## REQUIREMENT
Output exactly the lines that run from the line with "Put a pin on every instance of the concrete" to the end of the material, both ends included, and no other lines.

========

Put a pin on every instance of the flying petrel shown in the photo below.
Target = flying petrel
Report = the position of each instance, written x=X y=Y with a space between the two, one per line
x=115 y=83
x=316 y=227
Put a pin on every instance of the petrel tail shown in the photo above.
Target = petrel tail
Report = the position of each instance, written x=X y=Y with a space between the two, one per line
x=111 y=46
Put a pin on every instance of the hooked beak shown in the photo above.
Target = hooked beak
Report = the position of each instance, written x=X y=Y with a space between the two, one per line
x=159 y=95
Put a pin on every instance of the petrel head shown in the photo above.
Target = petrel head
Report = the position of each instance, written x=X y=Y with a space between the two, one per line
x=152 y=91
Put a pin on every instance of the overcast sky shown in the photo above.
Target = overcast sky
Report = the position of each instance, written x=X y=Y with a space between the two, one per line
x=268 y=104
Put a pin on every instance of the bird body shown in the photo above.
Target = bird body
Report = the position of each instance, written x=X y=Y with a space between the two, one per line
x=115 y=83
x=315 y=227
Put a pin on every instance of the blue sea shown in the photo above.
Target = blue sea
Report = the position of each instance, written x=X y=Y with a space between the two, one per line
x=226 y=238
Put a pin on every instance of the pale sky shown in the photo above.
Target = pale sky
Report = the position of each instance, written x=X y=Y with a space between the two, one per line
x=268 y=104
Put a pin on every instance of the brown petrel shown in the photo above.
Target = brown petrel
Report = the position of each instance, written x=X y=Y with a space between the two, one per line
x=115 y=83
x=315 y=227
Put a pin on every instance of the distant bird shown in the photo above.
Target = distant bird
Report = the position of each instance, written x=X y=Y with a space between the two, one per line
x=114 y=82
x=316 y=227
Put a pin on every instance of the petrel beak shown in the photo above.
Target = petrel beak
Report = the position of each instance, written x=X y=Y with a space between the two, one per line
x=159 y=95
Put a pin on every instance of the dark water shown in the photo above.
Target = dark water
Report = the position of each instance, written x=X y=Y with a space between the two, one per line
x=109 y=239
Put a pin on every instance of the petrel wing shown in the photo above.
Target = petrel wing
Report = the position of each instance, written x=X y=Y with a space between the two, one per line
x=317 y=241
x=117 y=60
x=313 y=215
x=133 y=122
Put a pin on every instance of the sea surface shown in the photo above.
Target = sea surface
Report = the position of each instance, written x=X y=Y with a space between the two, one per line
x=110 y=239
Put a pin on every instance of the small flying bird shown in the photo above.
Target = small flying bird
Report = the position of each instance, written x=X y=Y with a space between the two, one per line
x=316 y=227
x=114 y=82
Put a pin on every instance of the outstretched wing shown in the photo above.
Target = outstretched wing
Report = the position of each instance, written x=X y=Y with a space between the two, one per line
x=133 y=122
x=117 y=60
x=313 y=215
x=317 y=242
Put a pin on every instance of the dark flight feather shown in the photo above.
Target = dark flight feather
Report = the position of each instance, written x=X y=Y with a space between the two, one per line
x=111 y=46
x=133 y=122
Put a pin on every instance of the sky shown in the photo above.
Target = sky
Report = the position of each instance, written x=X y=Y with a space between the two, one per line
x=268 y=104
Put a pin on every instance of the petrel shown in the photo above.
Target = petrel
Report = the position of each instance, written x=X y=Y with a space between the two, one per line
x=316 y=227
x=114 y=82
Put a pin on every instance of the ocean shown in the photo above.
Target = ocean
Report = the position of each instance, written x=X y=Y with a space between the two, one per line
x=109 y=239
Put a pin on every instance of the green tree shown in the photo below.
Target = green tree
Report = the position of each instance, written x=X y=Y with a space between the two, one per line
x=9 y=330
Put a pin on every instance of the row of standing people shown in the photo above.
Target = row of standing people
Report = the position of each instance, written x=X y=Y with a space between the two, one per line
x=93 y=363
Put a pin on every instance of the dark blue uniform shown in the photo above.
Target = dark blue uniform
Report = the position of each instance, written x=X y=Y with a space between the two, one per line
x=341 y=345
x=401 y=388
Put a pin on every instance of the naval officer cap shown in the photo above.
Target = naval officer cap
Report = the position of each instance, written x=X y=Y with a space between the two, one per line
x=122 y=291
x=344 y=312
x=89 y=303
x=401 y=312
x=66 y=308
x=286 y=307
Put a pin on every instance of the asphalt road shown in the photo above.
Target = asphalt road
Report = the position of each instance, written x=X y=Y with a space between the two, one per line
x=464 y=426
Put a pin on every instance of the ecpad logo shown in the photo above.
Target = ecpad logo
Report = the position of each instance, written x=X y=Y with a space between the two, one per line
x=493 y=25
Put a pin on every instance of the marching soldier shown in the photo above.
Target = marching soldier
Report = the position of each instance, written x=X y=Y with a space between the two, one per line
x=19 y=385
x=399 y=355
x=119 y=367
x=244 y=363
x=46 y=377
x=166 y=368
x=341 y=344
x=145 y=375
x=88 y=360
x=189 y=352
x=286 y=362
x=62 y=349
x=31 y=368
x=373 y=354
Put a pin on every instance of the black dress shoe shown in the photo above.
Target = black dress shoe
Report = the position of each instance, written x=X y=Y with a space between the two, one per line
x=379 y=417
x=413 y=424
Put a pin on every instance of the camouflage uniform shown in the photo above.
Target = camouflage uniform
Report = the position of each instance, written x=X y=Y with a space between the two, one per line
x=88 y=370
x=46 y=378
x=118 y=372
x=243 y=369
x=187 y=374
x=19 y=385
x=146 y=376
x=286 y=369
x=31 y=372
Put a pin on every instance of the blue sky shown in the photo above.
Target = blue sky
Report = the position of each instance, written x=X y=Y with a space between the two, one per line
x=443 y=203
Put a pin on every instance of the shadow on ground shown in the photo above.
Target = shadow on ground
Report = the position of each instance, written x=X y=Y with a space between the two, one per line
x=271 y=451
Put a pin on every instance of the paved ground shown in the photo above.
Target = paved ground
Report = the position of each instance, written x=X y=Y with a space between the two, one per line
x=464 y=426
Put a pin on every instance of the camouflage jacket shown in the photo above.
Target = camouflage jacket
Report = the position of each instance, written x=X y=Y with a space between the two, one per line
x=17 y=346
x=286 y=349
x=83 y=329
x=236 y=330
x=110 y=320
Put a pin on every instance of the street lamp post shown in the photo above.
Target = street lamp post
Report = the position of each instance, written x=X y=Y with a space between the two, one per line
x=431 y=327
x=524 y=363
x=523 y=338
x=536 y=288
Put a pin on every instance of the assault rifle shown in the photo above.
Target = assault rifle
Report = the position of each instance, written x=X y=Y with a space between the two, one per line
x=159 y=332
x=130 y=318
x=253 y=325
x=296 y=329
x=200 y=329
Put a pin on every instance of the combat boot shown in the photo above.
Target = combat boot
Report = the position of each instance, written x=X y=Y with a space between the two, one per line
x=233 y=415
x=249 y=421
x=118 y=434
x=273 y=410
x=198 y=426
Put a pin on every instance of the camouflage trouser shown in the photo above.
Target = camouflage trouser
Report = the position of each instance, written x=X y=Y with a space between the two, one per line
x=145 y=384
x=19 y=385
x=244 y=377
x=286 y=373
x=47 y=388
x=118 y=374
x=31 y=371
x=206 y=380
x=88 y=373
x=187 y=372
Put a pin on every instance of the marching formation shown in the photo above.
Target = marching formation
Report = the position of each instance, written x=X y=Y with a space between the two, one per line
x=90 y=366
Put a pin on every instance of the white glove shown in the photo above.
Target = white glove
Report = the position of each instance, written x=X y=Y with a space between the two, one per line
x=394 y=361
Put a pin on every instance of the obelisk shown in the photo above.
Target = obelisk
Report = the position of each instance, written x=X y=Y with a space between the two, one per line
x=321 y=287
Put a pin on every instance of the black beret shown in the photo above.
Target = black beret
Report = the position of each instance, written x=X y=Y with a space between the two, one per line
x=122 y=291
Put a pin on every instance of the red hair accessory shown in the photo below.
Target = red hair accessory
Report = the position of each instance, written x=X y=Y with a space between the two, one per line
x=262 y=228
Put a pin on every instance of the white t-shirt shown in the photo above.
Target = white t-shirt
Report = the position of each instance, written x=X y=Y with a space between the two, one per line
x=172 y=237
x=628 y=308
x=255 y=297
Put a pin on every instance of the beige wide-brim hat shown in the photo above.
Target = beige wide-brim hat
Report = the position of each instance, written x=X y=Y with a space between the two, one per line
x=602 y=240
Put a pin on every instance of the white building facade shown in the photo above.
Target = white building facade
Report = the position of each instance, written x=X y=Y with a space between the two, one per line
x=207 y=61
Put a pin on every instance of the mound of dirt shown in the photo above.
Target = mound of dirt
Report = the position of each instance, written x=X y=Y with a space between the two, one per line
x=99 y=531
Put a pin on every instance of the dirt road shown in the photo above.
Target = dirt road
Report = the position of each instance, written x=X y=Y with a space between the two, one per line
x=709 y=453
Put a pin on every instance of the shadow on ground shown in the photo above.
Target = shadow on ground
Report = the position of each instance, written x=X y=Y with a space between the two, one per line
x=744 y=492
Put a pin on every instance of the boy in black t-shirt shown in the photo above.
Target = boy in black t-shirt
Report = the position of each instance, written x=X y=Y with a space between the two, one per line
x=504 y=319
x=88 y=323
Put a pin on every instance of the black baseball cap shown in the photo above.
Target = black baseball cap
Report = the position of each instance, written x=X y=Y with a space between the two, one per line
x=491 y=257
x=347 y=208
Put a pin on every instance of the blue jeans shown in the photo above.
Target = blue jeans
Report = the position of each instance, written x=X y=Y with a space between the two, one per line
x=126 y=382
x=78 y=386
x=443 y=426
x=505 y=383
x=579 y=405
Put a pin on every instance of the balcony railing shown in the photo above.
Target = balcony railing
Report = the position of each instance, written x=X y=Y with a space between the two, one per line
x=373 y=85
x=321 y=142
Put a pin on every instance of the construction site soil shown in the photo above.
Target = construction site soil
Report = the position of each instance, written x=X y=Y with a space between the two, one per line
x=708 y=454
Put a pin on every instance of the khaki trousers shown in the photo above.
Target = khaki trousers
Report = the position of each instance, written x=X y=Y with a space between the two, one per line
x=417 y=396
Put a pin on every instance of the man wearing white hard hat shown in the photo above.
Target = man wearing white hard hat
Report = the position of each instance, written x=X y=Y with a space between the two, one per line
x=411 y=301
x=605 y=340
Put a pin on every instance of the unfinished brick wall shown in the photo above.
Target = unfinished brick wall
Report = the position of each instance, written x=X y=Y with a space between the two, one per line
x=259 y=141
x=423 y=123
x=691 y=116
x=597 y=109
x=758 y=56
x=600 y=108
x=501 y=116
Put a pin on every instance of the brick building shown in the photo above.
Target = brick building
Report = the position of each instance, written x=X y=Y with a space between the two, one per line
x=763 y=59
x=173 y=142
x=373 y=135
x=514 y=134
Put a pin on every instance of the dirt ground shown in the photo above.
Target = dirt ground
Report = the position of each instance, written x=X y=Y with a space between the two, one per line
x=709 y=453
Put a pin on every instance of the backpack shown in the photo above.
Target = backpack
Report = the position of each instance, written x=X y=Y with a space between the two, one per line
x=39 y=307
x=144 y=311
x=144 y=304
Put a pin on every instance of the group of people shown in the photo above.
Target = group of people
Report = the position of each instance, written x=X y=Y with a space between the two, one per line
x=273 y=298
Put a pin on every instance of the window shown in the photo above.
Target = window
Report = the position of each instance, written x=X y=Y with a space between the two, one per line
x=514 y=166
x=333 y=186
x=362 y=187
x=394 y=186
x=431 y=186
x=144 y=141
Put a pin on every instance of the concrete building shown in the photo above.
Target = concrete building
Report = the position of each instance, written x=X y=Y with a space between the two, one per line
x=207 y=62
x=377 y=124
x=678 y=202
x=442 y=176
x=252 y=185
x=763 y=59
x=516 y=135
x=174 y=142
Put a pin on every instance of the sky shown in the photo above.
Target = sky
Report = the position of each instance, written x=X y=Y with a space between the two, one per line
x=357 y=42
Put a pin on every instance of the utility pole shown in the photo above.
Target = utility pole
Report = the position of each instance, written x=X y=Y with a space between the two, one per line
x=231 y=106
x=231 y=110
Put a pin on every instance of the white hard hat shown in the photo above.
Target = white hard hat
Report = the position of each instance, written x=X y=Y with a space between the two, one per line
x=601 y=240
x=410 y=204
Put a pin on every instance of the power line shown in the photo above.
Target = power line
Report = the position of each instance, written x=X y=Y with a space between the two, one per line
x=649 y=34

========

## OUTPUT
Put a pin on every instance of the concrete building shown in the photo above.
Target = concrete building
Report = the position of each instance, written x=X y=Y with a space between the two, one per line
x=207 y=62
x=377 y=124
x=678 y=202
x=442 y=176
x=252 y=185
x=763 y=59
x=516 y=135
x=174 y=142
Put a pin on every instance of the sky shown in the photo above.
Target = sky
Report = the position of each instance, written x=X y=Y with a space between the two, one per line
x=357 y=42
Put a pin on every instance of the utility pole shown in the photo above.
Target = utility pole
Report = the position of each instance, written x=X y=Y with a space between the two, one per line
x=231 y=106
x=231 y=110
Put a pin on every instance of the white hard hat shown in the photo above.
Target = white hard hat
Report = the position of each instance, written x=X y=Y with a space between the two, one per line
x=601 y=240
x=410 y=204
Put a pin on every instance of the power line shown in the photo above.
Target = power line
Report = the position of each instance, written x=X y=Y with a space between the two, one per line
x=649 y=34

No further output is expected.